§ **Given records**:
* * *

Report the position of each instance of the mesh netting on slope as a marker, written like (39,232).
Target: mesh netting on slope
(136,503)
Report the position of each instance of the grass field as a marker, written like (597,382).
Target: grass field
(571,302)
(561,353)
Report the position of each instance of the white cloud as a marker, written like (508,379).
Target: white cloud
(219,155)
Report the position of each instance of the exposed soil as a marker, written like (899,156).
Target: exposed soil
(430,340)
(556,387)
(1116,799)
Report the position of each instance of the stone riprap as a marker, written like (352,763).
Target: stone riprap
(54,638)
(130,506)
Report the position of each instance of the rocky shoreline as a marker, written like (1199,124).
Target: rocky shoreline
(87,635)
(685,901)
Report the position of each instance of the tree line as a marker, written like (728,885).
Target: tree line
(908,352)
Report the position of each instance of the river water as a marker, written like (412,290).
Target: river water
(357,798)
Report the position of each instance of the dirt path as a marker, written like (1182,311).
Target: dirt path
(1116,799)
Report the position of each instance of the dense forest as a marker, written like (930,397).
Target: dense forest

* * *

§ **Problem to work on**: Rewrite the records from the line containing "Report the position of each instance of the dense" through the end of the records, replacing "dense forest" with "thick woodland" and leaving everything else unchanged.

§ **Exercise response**:
Report the position of each instance of the thick woodland as a marker, written like (930,397).
Target: thick woodland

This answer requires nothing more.